文書抜粋:

説明

情報処理装置及び情報処理装置の実行制御方法

【課題】必要最小限のHW量投資で障害解析性の向上と柔軟かつきめ細かいタイムアウト監視を行うこと
【解決手段】リクエスタ1-10〜1-1mは、リクエスト制御ブロック1-00に対してメモリアクセスリクエストを発行する。発行されたメモリアクセスリクエストは、調停/リプライ部1-20により調停され、選択されたリクエストを送受信部1-24に渡す際、IDテーブル1-21のエントリにエントリ情報を記録する。リプライ検出回路1-26は、メモリ制御部1-25において、送受信部1-24から受信したリクエストに対してリプライを返却する際に、タイムアウト監視部1-22に、リクエストに対応するエントリIDを持つリプライレディ信号を、リプライレディ通知部1-27を経由して通知する。

【発明の詳細な説明】
【技術分野】
【0001】
本発明は情報処理装置及び情報処理装置の実行制御方法に係り、特に、メモリアクセスを伴うハードウェアレベルでの情報処理要求について、その実行時間のタイムアウトの監視を最適化することができる情報処理装置及び情報処理装置の実行制御方法に関する。
【背景技術】
【0002】
従来、情報処理装置の実行制御時におけるタイムアウト監視方法は、大きく2種類の方法に分類される。
その1つ目の方法は、上位部位(以下、「リクエスタ」と呼称する)から送出される実行要求(以下「リクエスト」と呼称する)の識別情報を管理するIDテーブルの、各エントリ毎に検出タイマーを搭載する方法である。
しかし、この方法では、個々のリクエストのタイムアウトをきめ細かく検出できる反面、監視時間が長くなる程、HW量や遅延が増加し、大規模な情報処理装置では現実的に搭載可能な機能とはなり得ない。

データセット:
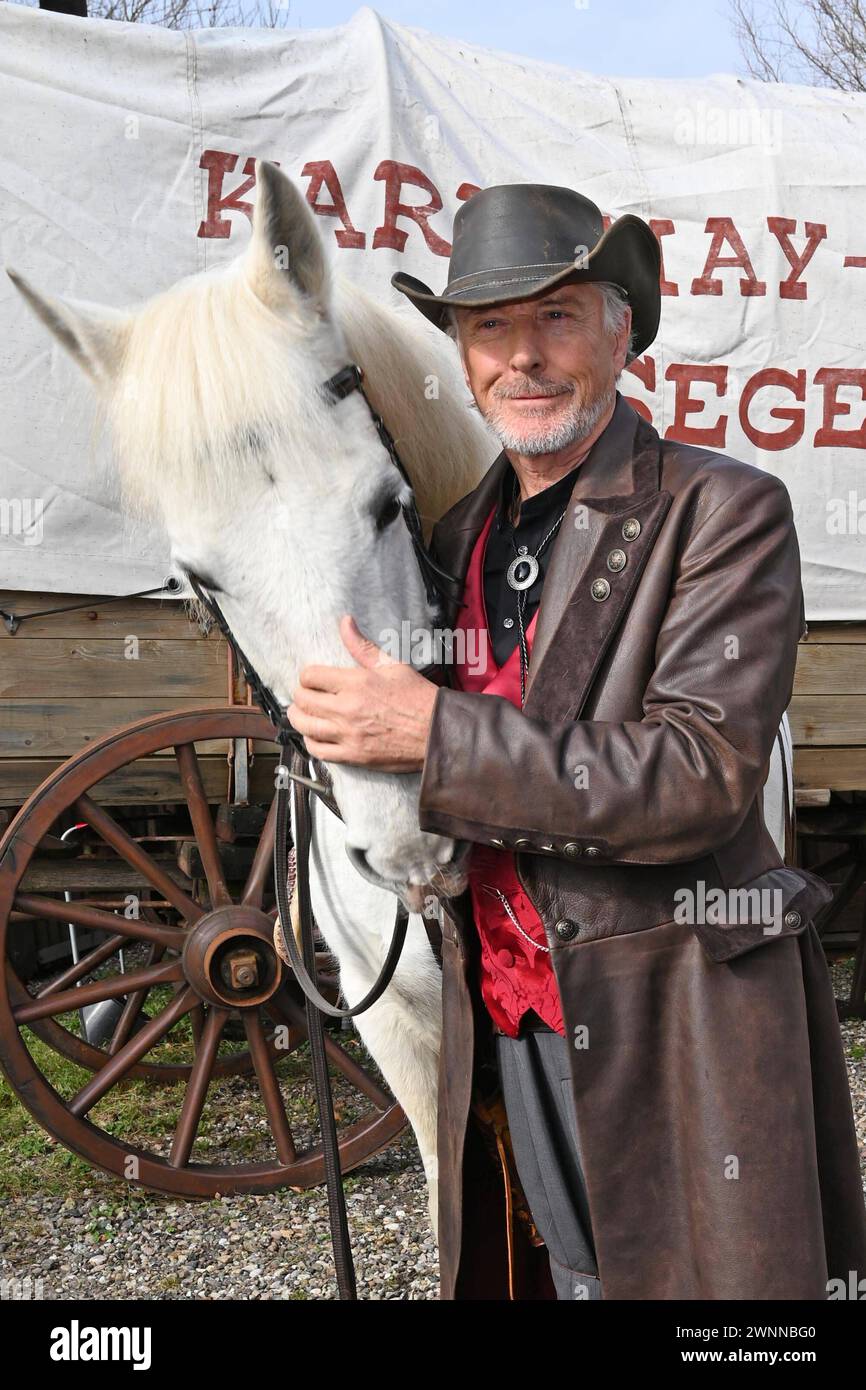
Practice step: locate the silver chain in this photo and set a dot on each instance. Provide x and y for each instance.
==
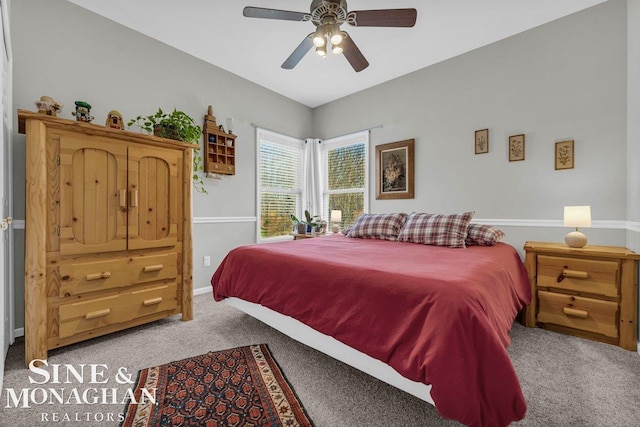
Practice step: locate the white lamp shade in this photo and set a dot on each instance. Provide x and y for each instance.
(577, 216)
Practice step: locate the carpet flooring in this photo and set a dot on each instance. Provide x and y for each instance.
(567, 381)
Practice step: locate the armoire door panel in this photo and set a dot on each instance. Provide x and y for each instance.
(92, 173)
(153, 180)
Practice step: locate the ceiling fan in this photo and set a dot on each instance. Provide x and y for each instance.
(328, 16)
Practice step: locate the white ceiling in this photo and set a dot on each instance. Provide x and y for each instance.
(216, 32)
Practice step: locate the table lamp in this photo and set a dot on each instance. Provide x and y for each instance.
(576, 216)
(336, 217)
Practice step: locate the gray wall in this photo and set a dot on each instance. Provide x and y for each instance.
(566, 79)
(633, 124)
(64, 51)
...
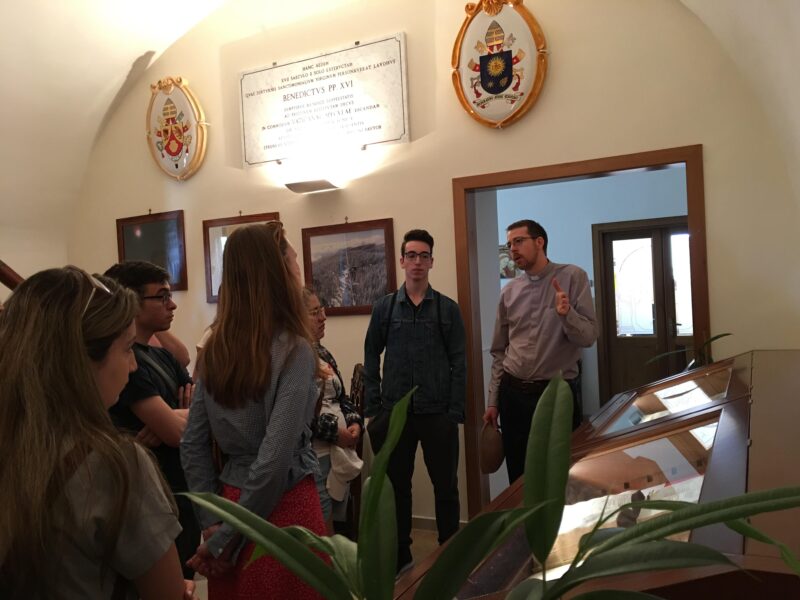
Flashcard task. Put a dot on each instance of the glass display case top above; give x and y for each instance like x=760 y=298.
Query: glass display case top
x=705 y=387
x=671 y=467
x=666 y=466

指示文:
次の(a)〜(c)は、文書抜粋の内容と一致しますか。それぞれ「はい」か「いいえ」で答え、決め手となる文書抜粋の語句を一字一句変えずに引用してください。
(a) 従来のタイムアウト監視方法は、大きく2種類に分けられる。
(b) 1つ目の方法では、IDテーブルのエントリごとに検出タイマーを設ける。
(c) 1つ目の方法では、監視時間を長くしてもHW量は増えない。

回答文:
(a) はい。「大きく2種類の方法に分類される」
(b) はい。「各エントリ毎に検出タイマーを搭載する方法である」
(c) いいえ。「監視時間が長くなる程、HW量や遅延が増加し」